:: Problems to work on ::
[A] In the book notes, what condition does the father of the daughter in the second book have?
[B] Copy everything in the book notes from "The next book" down to "it is? Right?".

━━ Passage shown ━━

I swear I thought Nora Roberts wrote more supernatural stuff. This was not that at all. Something about love, cougars, and a psychotic dude. Eh.
The next book was quite lovely and made me all moody and teary. About the daughter of a man with major chronic depression. She seeks to understand how her genetics influence who she is, and ends up completely off path, numb from her feelings.

Perhaps that's the thing with our search for happiness: I believe its just a fleeting feeling in the midst of a hundred other ones, all equally valid and rich. When we make happiness into a project, we further remove ourselves from the real feeling and instead make it into a task to complete. Even now I am thinking of the many projects I've started and not completed, of my true priorities, of how I spend my time, and what I want from it. And with that, steps further and further from the rawness of my feelings.


Surely it is? Right?

━━━
━━ Extracted entries ━━

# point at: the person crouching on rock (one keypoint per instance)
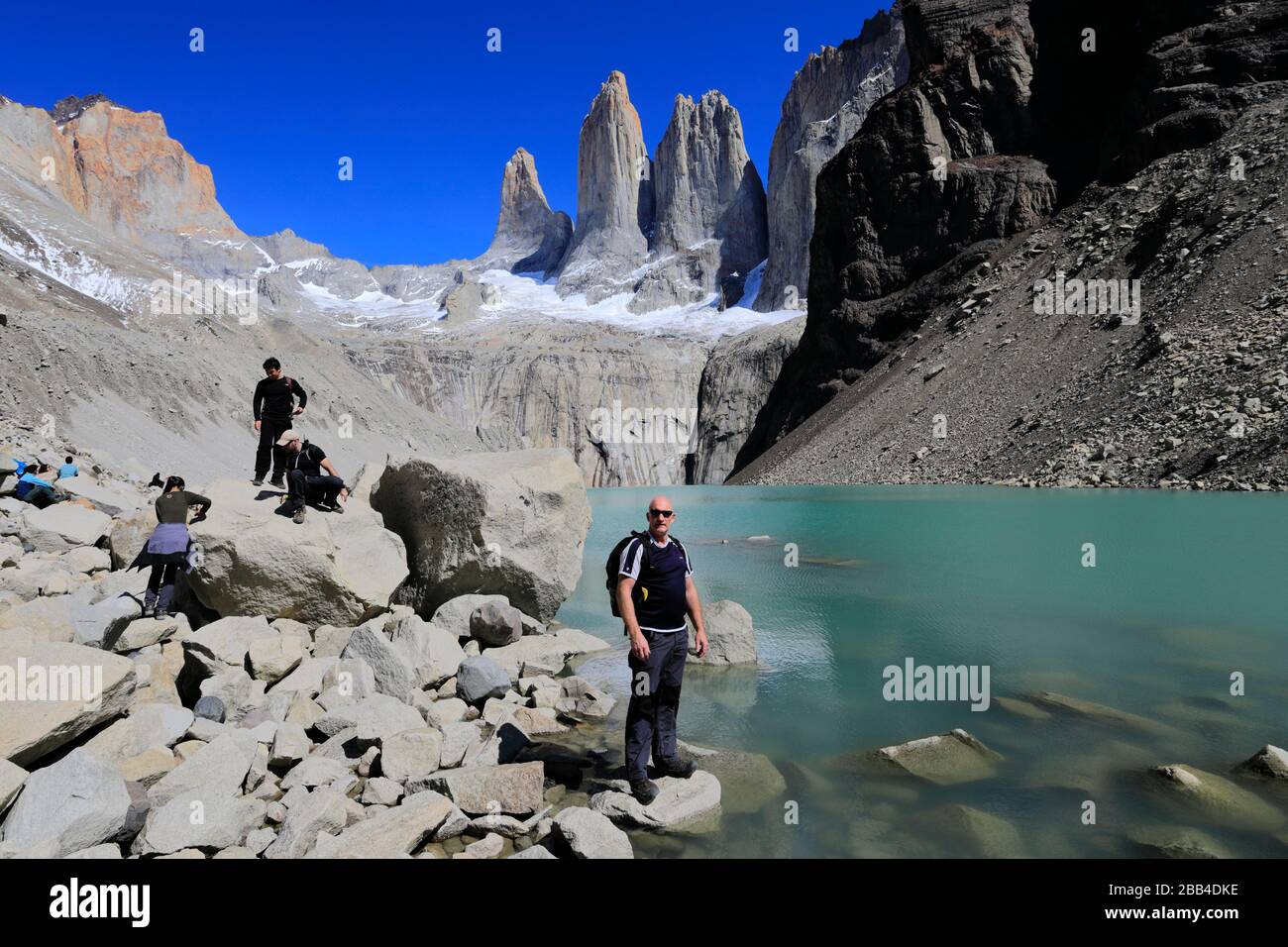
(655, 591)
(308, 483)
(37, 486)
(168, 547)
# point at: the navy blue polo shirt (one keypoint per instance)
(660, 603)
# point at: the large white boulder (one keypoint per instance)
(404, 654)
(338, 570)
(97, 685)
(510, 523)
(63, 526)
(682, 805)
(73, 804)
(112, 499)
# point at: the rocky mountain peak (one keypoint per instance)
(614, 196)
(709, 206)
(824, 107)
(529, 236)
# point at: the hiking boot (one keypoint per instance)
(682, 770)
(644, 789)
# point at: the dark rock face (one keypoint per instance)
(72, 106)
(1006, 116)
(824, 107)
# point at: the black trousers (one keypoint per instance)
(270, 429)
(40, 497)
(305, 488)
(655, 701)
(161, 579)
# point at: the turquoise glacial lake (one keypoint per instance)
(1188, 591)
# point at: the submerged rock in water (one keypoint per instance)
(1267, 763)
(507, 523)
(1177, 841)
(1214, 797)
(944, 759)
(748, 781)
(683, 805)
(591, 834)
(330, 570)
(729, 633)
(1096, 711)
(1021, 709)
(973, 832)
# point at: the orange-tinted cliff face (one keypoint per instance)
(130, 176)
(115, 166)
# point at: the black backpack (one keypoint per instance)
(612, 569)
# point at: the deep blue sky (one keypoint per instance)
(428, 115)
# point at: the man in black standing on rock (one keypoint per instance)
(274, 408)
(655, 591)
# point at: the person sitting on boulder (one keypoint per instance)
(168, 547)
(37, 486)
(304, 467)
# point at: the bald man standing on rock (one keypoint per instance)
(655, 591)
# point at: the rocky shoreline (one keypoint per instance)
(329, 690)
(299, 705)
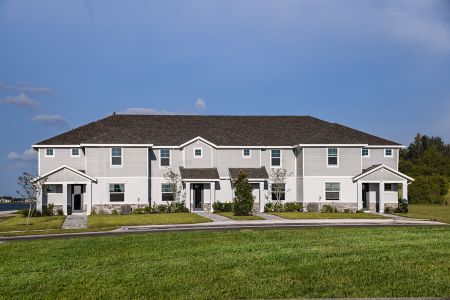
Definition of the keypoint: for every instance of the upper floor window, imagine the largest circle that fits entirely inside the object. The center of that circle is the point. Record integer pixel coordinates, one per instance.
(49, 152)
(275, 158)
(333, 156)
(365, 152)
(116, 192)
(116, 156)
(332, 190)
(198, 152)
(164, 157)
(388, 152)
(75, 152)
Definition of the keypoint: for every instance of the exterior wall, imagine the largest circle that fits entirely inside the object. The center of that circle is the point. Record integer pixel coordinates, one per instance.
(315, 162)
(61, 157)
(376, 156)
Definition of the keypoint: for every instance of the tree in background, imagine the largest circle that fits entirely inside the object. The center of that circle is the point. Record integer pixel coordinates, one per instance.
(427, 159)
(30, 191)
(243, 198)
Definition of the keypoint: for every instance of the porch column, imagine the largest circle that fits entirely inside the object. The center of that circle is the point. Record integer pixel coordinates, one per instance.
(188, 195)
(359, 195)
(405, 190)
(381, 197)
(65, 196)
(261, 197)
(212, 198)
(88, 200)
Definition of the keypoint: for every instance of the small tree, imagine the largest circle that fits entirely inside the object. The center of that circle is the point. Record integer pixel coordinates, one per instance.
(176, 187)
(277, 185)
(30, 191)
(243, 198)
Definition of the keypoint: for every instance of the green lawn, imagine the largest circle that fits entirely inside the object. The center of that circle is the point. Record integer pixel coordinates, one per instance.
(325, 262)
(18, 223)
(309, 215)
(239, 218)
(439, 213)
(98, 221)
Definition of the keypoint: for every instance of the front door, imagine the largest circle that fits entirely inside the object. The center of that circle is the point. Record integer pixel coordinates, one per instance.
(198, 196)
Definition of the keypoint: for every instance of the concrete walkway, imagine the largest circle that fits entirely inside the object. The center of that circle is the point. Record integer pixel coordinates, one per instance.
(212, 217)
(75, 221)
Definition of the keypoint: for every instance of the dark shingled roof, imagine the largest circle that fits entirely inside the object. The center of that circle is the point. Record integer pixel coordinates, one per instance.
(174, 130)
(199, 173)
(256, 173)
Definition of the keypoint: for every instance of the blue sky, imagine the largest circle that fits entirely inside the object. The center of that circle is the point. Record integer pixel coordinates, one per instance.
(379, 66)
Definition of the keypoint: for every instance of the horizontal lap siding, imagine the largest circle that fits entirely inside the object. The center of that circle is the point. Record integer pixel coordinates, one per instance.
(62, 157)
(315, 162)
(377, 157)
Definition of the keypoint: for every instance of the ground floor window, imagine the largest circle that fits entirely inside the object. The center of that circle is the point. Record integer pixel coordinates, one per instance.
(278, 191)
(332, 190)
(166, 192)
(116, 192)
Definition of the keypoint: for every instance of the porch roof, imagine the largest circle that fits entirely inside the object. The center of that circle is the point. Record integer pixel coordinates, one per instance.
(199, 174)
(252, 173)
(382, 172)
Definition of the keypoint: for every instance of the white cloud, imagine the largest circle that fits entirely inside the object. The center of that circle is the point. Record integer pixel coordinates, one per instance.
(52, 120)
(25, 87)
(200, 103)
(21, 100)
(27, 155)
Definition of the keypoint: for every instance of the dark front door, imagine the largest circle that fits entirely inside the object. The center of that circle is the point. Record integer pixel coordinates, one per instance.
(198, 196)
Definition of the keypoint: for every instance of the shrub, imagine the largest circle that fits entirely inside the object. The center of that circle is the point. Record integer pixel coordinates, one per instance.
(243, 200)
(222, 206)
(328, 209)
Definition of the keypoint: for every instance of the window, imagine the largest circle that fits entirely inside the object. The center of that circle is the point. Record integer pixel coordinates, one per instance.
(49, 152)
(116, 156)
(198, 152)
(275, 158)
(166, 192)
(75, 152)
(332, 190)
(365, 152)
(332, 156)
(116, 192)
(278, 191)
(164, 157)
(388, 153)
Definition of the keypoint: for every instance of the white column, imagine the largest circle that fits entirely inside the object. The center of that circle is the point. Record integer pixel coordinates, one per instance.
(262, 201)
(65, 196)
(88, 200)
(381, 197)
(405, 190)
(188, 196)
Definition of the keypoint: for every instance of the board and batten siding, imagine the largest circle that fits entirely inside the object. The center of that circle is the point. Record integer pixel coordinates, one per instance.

━━━

:: Responses for each task ::
[A] Major chronic depression.

[B]
The next book was quite lovely and made me all moody and teary. About the daughter of a man with major chronic depression. She seeks to understand how her genetics influence who she is, and ends up completely off path, numb from her feelings.

Perhaps that's the thing with our search for happiness: I believe its just a fleeting feeling in the midst of a hundred other ones, all equally valid and rich. When we make happiness into a project, we further remove ourselves from the real feeling and instead make it into a task to complete. Even now I am thinking of the many projects I've started and not completed, of my true priorities, of how I spend my time, and what I want from it. And with that, steps further and further from the rawness of my feelings.


Surely it is? Right?